*DATA ROWS*
- - - -

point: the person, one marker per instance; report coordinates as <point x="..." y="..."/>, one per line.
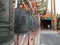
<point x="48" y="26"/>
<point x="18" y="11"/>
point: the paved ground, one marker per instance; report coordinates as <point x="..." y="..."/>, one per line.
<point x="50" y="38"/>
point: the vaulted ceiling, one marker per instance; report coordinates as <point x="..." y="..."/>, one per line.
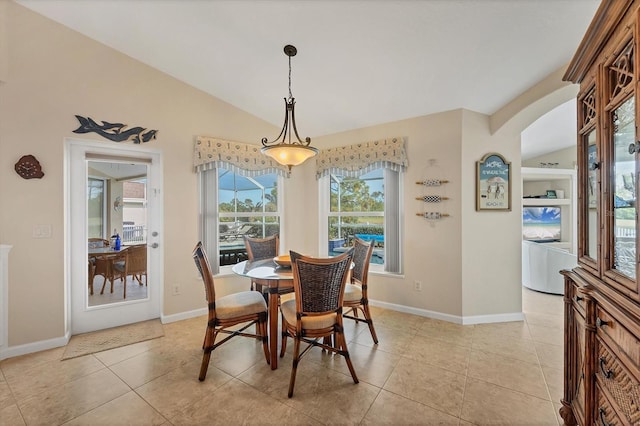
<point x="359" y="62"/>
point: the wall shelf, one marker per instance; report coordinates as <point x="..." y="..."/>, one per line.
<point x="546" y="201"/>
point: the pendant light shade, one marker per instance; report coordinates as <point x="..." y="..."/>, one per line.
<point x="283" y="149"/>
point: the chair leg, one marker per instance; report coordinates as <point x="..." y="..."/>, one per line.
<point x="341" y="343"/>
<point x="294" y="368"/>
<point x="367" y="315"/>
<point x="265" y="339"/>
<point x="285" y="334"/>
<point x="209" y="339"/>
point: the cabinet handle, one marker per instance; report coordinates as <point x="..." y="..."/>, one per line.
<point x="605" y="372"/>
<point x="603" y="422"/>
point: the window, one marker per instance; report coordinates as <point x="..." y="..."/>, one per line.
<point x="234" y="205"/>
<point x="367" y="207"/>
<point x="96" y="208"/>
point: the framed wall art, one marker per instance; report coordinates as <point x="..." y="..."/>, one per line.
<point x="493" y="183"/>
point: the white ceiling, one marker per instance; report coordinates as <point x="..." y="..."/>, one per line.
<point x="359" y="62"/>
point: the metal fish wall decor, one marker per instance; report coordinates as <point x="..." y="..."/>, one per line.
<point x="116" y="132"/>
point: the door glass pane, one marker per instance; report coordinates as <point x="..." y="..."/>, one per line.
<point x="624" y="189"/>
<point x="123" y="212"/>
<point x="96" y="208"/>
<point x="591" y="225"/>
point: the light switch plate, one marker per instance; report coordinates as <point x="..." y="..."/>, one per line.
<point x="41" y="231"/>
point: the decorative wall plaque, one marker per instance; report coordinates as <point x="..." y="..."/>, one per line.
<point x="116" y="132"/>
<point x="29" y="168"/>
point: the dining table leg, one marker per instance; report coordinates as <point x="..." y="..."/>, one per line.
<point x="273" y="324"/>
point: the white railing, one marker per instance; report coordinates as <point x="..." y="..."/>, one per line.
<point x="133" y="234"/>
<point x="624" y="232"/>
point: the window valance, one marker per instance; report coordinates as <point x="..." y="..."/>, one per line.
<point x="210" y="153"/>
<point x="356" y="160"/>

- - - -

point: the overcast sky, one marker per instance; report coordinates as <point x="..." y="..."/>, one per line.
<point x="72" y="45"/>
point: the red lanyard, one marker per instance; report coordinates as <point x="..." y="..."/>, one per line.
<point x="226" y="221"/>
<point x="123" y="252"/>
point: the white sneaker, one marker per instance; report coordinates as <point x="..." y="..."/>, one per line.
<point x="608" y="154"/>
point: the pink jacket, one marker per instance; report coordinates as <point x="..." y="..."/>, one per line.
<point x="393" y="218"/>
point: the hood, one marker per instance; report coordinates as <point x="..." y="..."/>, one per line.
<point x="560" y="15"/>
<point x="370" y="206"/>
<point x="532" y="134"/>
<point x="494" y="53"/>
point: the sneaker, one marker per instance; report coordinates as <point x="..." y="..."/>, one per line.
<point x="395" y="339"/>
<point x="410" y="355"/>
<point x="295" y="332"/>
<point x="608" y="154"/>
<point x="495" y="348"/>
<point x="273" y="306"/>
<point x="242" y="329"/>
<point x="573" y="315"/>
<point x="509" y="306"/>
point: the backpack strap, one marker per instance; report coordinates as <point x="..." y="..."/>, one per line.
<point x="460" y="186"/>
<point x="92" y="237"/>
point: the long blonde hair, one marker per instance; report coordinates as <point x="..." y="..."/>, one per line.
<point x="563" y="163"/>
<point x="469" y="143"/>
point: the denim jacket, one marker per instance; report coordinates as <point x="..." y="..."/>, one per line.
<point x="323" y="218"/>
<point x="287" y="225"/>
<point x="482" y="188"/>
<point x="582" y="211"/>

- - - -

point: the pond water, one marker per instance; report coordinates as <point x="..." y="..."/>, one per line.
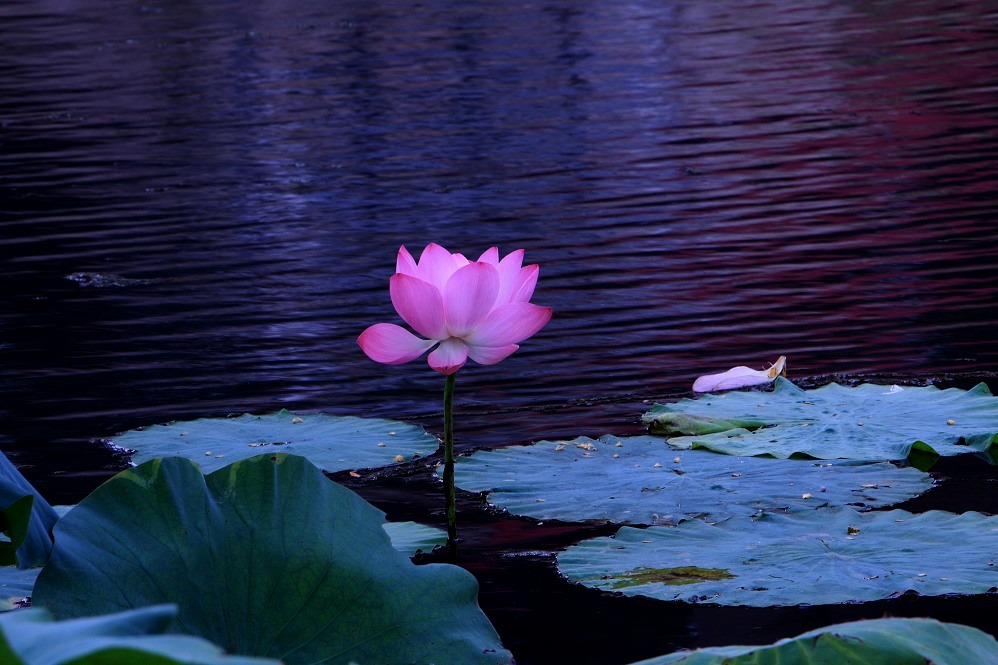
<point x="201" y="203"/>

- - - -

*THE EXERCISE*
Pull out every line of the listing above that contains the word "ceiling", and copy each one in full.

*PROBLEM SOLUTION*
point: the vaulted ceiling, one marker per instance; report coordinates as <point x="..." y="..."/>, one per line.
point: the white ceiling, one marker per instance; report coordinates as <point x="..." y="..."/>, one per line.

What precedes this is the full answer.